List of tasks –
A – In the matplotlib excerpt, what trick does the final paragraph give for placing the upper ticks?
B – Using the matplotlib excerpt, mark each statement yes or no and quote the words that decide it. (i) The top major x-ticks are wanted at positions 1000, 100, 10, 1. (ii) The x-axis of ax is given a linear scale. (iii) The x-limits of ax are set to 8e10 and 5e14.
C – Retype the matplotlib excerpt, everything from "ax_top = ax.twiny()" down to "have them shifted.".

Reproducing linked example gives me a plot that looks like this:
This plot was produced with:
#setting up the plot
import numpy as np
import matplotlib.pyplot as plt
import seaborn as sns
import matplotlib.gridspec as gridspec
fig = plt.figure()
fig.tight_layout()
ax = plt.subplot()
#Here it gets interesting!
def tick_function(X):
c = 299792458
V = c/X
V = V*1e6
V = np.round(V,0)
V[2] = 3000
V = V.astype(int)
return(V)
ax = plt.subplot()
ax_top = ax.twiny()
ax.set_xscale("log", nonposx='clip')
ax.set_yscale("log", nonposy='clip')
ax_top.set_xscale("log", nonposx='clip')
ax.set_xlim([8e10,5e14])
ax.set_ylim([5e33,2e36])
axTicks = ax.get_xticks()
ax_top_Ticks = axTicks
ax_top.set_xticks(ax_top_Ticks)
ax_top.set_xlim(ax.get_xlim())
ax_top.set_xbound(ax.get_xbound())
ax_top.set_xticklabels(tick_function(ax_top_Ticks))
Now, rather than plotting the top major x-ticks at the position of the bottom major x-axis, I'd like to have them shifted.
I.e., I would like to have the top major x-ticks at positions 1000, 100, 10, 1 and the minor ticks shifted accordingly.
This is what I'd like it too look like:
I found this plot, that's what I want!
http://inspirehep.net/record/877424/files/fig2.png
Note, since lambda=c/f and ax & ax_top are logarithmic the spacing of the minor ticks has to be inverted to!
The trick is to choose the wavelengths you want and convert them to frequencies. Then use those frequencies as positions for the upper ticks.
#setting up the plot
import numpy as np
import matplotlib.pyplot as plt
import matplotlib.gridspec as gridspec
fig = plt.figure()

Data shown –
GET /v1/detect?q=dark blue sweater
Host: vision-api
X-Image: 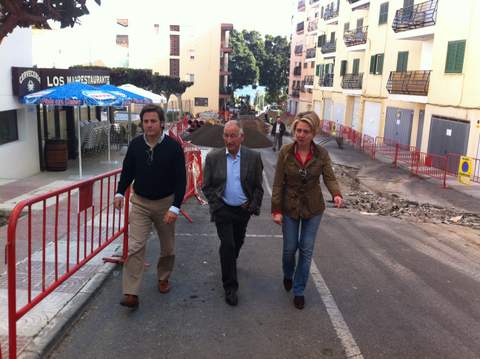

[117,135,186,208]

Complete answers –
A – Choose the wavelengths you want, convert them to frequencies, and use those frequencies as positions for the upper ticks.

B –
(i) Yes: "I would like to have the top major x-ticks at positions 1000, 100, 10, 1"
(ii) No: "ax.set_xscale("log", nonposx='clip')"
(iii) Yes: "ax.set_xlim([8e10,5e14])"

C –
ax_top = ax.twiny()
ax.set_xscale("log", nonposx='clip')
ax.set_yscale("log", nonposy='clip')
ax_top.set_xscale("log", nonposx='clip')
ax.set_xlim([8e10,5e14])
ax.set_ylim([5e33,2e36])
axTicks = ax.get_xticks()
ax_top_Ticks = axTicks
ax_top.set_xticks(ax_top_Ticks)
ax_top.set_xlim(ax.get_xlim())
ax_top.set_xbound(ax.get_xbound())
ax_top.set_xticklabels(tick_function(ax_top_Ticks))
Now, rather than plotting the top major x-ticks at the position of the bottom major x-axis, I'd like to have them shifted.